• [WHAT THE TASK ASKS] Using the entries that follow, collect the lines where the word "bird" appears.

• [GIVEN INFORMATION]
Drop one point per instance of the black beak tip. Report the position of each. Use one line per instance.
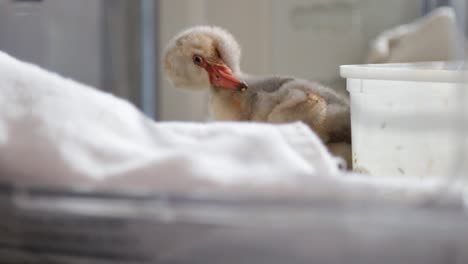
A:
(242, 87)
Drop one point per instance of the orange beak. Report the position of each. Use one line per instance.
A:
(222, 76)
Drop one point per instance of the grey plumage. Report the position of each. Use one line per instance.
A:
(274, 99)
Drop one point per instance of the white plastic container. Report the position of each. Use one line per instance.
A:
(406, 118)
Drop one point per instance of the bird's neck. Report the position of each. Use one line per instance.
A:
(229, 105)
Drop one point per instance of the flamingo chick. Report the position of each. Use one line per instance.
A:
(207, 57)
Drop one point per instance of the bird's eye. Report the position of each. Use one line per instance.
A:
(197, 59)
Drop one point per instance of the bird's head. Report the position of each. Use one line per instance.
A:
(201, 57)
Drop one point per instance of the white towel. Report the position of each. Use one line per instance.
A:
(57, 131)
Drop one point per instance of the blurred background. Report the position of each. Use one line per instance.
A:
(116, 45)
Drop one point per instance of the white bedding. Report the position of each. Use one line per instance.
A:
(56, 131)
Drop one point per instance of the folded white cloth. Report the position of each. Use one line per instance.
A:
(57, 131)
(430, 38)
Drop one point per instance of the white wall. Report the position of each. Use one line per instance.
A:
(63, 36)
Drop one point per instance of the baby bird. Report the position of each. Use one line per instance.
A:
(208, 57)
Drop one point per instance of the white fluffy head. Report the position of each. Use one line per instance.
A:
(208, 41)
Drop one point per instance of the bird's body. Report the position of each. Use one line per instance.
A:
(209, 56)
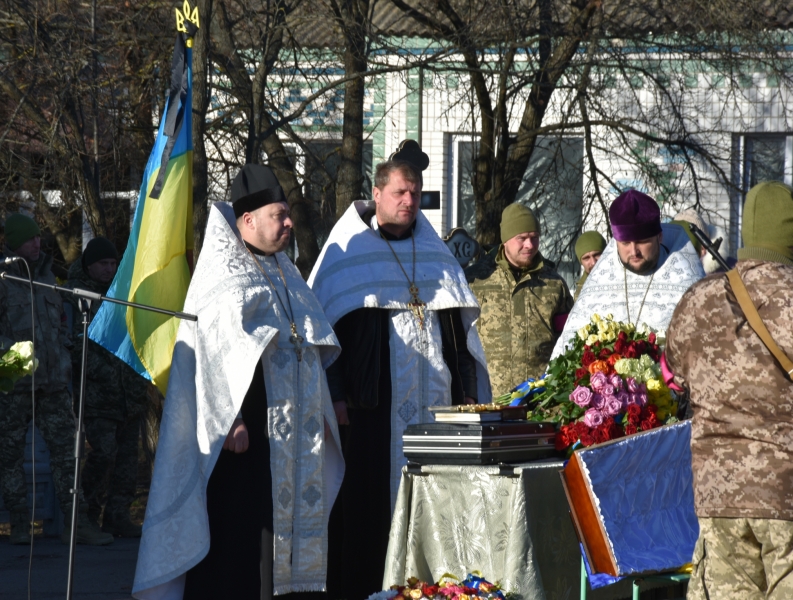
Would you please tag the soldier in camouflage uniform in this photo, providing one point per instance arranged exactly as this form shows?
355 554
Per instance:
114 402
524 302
742 400
54 415
588 249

• [TASK SOLUTION]
Drop one point per instance of the bird's neck. Report the position of each. Use one line per instance.
Drop one point per instance of the bird's eye. Report the position of each. Use one line per instance.
Drop one point per instance of the bird's head. Report the position of each. Use one line per instance.
Drop one point per instance of the baby bird. Report the position of each. Use one line per instance.
Drop one point per instance of the bird's body. Report the position of each. Use one line per instance.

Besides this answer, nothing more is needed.